[start]
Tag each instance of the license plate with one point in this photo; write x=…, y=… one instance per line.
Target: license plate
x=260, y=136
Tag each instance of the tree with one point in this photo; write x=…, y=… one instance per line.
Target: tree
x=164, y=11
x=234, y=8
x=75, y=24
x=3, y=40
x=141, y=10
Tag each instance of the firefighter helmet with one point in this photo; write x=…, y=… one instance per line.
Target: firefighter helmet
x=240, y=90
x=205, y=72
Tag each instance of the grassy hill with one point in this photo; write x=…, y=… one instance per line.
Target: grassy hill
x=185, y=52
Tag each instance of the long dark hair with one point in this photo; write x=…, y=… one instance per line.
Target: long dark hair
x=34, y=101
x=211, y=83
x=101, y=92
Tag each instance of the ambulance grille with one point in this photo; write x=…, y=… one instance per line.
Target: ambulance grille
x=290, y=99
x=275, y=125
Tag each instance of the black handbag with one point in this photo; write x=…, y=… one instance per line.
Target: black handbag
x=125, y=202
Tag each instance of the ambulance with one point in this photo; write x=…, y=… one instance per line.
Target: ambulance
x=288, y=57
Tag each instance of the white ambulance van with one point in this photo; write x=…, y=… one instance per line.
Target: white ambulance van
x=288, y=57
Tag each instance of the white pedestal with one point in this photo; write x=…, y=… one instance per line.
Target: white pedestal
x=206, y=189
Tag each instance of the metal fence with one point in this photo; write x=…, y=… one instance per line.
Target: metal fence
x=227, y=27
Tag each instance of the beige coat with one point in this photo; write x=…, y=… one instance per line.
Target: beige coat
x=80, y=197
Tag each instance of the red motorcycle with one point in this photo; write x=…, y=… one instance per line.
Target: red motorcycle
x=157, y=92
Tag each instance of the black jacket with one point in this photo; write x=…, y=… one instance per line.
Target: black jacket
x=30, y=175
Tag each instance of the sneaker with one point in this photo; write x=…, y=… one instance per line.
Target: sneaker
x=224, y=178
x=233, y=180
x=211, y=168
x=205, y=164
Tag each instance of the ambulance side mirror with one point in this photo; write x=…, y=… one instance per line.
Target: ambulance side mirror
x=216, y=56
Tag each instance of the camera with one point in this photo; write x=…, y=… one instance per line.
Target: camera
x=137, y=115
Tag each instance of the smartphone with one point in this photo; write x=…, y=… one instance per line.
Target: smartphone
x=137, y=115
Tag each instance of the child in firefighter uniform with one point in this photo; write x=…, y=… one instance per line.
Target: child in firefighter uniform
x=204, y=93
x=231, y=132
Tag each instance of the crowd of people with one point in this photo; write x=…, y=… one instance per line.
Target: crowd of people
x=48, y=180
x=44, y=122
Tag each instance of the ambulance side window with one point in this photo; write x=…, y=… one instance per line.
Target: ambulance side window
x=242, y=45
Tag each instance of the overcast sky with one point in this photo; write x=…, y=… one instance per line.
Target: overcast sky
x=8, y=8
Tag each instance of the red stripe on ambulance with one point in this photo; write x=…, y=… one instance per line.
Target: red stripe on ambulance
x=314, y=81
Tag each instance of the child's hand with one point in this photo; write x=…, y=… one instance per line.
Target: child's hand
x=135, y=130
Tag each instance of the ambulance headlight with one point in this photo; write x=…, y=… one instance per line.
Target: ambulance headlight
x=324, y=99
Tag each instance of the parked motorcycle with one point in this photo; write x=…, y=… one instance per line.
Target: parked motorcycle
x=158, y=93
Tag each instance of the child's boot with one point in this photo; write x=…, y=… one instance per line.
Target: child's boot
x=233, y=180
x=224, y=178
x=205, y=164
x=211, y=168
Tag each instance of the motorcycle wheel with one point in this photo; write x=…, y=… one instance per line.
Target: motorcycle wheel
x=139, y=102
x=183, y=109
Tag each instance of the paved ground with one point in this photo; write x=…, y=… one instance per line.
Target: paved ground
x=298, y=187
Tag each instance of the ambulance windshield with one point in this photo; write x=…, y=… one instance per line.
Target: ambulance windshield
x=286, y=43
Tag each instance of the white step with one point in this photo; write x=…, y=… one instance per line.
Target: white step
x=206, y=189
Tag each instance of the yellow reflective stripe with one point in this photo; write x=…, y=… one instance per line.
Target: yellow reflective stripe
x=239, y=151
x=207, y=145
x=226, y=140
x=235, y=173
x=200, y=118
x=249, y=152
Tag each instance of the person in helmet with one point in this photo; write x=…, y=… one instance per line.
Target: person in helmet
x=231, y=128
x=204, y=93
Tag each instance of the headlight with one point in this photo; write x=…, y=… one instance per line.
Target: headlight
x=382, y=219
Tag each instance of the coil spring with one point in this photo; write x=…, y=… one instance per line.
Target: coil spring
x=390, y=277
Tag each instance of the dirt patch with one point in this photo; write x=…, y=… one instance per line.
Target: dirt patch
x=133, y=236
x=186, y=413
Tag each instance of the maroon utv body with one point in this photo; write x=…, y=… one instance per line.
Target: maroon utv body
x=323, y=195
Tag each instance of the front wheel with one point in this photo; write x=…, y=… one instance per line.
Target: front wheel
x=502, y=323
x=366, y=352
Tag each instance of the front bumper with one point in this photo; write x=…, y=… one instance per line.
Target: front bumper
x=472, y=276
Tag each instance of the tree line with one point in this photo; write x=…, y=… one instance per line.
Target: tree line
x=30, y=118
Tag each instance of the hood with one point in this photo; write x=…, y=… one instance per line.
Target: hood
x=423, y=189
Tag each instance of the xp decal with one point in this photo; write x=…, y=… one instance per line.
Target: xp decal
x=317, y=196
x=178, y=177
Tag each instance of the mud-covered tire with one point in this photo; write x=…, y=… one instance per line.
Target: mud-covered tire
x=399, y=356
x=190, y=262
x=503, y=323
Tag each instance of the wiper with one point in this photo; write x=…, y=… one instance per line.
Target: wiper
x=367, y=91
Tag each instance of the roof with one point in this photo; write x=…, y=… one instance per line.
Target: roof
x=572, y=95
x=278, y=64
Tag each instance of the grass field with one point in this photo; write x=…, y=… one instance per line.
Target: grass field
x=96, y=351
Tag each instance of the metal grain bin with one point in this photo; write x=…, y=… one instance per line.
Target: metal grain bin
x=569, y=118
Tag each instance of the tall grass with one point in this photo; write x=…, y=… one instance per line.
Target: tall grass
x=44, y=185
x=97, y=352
[end]
■ **YOUR OBJECTIVE**: Return every row above unchanged, character for character, in the same order.

■ **SOLUTION TO THE PROBLEM**:
Tag each instance of the license plate with one point in this photo; write x=…, y=… one instance per line.
Target: license plate
x=260, y=136
Tag each instance of the tree with one point in this photo; write x=…, y=… one instance per line.
Target: tree
x=164, y=11
x=234, y=8
x=75, y=24
x=3, y=40
x=141, y=10
Tag each instance of the firefighter helmet with one point in this photo; write x=…, y=… one instance per line.
Target: firefighter helmet
x=240, y=90
x=205, y=72
Tag each instance of the grassy hill with one point in this photo; write x=…, y=… one instance per line.
Target: grassy hill
x=185, y=52
Tag each instance of the long dark hair with one point in this photo; write x=…, y=… one instance per line.
Target: long dark hair
x=34, y=101
x=211, y=83
x=101, y=92
Tag each instance of the ambulance grille with one point in this photo; write x=…, y=… one instance per line.
Target: ambulance grille
x=290, y=99
x=275, y=125
Tag each instance of the black handbag with one point in this photo; write x=…, y=… one instance per line.
Target: black handbag
x=125, y=202
Tag each instance of the ambulance with one point in this photo; write x=…, y=… one instance per line.
Target: ambulance
x=288, y=57
Tag each instance of the white ambulance van with one point in this photo; write x=…, y=… one instance per line.
Target: white ambulance van
x=288, y=57
Tag each instance of the white pedestal with one point in this photo; write x=…, y=… one instance per line.
Target: white pedestal
x=206, y=189
Tag each instance of the metal fence with one point in this photo; write x=…, y=… one instance per line.
Target: metal fence
x=227, y=27
Tag each instance of the beige coat with one point in this photo; write x=…, y=… one instance per line.
Target: beige coat
x=80, y=197
Tag each instance of the red motorcycle with one point in this photo; write x=…, y=… one instance per line.
Target: red motorcycle
x=157, y=92
Tag each instance of the black jacket with one point in this photo; write x=…, y=… one instance per line.
Target: black jacket
x=30, y=175
Tag each instance of the sneaker with one point in this photo; write x=…, y=… one instance per line.
Target: sneaker
x=224, y=178
x=233, y=180
x=211, y=168
x=205, y=164
Tag each instance of the ambulance side mirror with one point in this photo; write x=…, y=… one instance per line.
Target: ambulance side mirror
x=216, y=56
Tag each instance of the camera with one point in this photo; write x=…, y=… one instance per line.
Target: camera
x=137, y=115
Tag each instance of the smartphone with one point in this photo; write x=…, y=… one instance per line.
Target: smartphone
x=137, y=115
Tag each instance of the child in firefighter uniform with one point in this photo; write x=…, y=… one instance per line.
Target: child in firefighter uniform
x=204, y=93
x=231, y=132
Tag each instance of the crowd of people with one point in this photo; write x=…, y=… one instance per line.
Target: crowd of people
x=48, y=180
x=44, y=122
Tag each instance of the ambulance side window with one point in this photo; write x=…, y=… one instance per line.
Target: ambulance side window
x=242, y=45
Tag each instance of the overcast sky with one point in this photo; write x=…, y=… one instance per line.
Target: overcast sky
x=8, y=8
Tag each instance of the red stripe on ambulance with one point in this photo; write x=…, y=… one instance per line.
Target: red stripe on ambulance
x=314, y=81
Tag each instance of the child's hand with one point in this photo; write x=…, y=… one instance per line.
Target: child's hand
x=135, y=130
Tag each instance of the ambulance headlight with one point in this photo; write x=…, y=… one instance per line.
Target: ambulance headlight
x=324, y=99
Tag each instance of the parked motorcycle with one point in this photo; write x=…, y=… one instance per line.
Target: parked motorcycle
x=158, y=93
Tag each instance of the child's boot with one point in this photo; write x=…, y=… one instance per line.
Target: child's boot
x=233, y=180
x=224, y=178
x=205, y=164
x=211, y=168
Tag each instance of the motorcycle wheel with one point in this photo; write x=…, y=… one instance per line.
Target: motorcycle wheel
x=139, y=102
x=183, y=109
Tag each instance of the paved ground with one point in this photo; write x=…, y=… one instance per line.
Target: paved ground
x=298, y=187
Tag each instance of the ambulance windshield with one point in this photo; write x=…, y=… one instance per line.
Target: ambulance windshield
x=286, y=43
Tag each instance of the white step with one point in this photo; write x=…, y=… one instance per line.
Target: white step
x=206, y=189
Tag each instance of the yellow reflective stripe with one point in this photo; write x=…, y=… one instance per line.
Target: yellow reflective stripe
x=239, y=151
x=207, y=145
x=226, y=140
x=235, y=173
x=200, y=118
x=249, y=152
Tag each instance of the person in helmet with one point in this photo; write x=…, y=… one instance per line.
Target: person in helmet
x=231, y=128
x=204, y=93
Tag each instance of the headlight with one point in this photo; write x=…, y=… one instance per line.
Target: headlight
x=382, y=219
Tag each instance of the coil spring with one point in this photo; write x=…, y=… one instance per line.
Target: coil spring
x=390, y=277
Tag each instance of the dirt patch with one point in this photo; write x=…, y=… one instance per line.
Target: dirt patch
x=133, y=236
x=186, y=413
Tag each instance of the maroon utv body with one point in this photo; write x=…, y=… one instance per line.
Target: maroon utv body
x=323, y=195
Tag each instance of the front wheel with one point in this photo; write x=…, y=… one instance per line.
Target: front wheel
x=502, y=323
x=366, y=352
Tag each instance of the front bumper with one point in this photo; write x=…, y=… one instance per line.
Target: front bumper
x=472, y=276
Tag each instance of the tree line with one point in this photo; write x=…, y=… one instance per line.
Target: tree line
x=30, y=118
Tag each instance of the hood with one point in this photo; write x=…, y=… one instance per line.
Target: hood
x=423, y=189
Tag each instance of the xp decal with one point in this photo; write x=…, y=… one instance per line.
Target: xp decal
x=317, y=196
x=178, y=177
Tag each instance of the mud-covered tire with one point in this photo; write x=…, y=… one instance per line.
Target: mud-covered tire
x=399, y=356
x=190, y=262
x=503, y=323
Tag each instance of the wiper with one point in this photo; write x=…, y=… one instance per line.
Target: wiper
x=367, y=91
Tag each instance of the roof with one point in this photo; write x=…, y=… one instance per line.
Target: roof
x=572, y=95
x=278, y=64
Tag each instance of the grass field with one point in this photo; write x=…, y=… one instance per line.
Target: grass field
x=96, y=351
Tag each instance of the metal grain bin with one point in this photo; write x=…, y=… one instance per line.
Target: metal grain bin
x=569, y=118
Tag each instance of the tall grass with one point in this photo; write x=…, y=… one instance per line.
Target: tall grass
x=44, y=185
x=97, y=352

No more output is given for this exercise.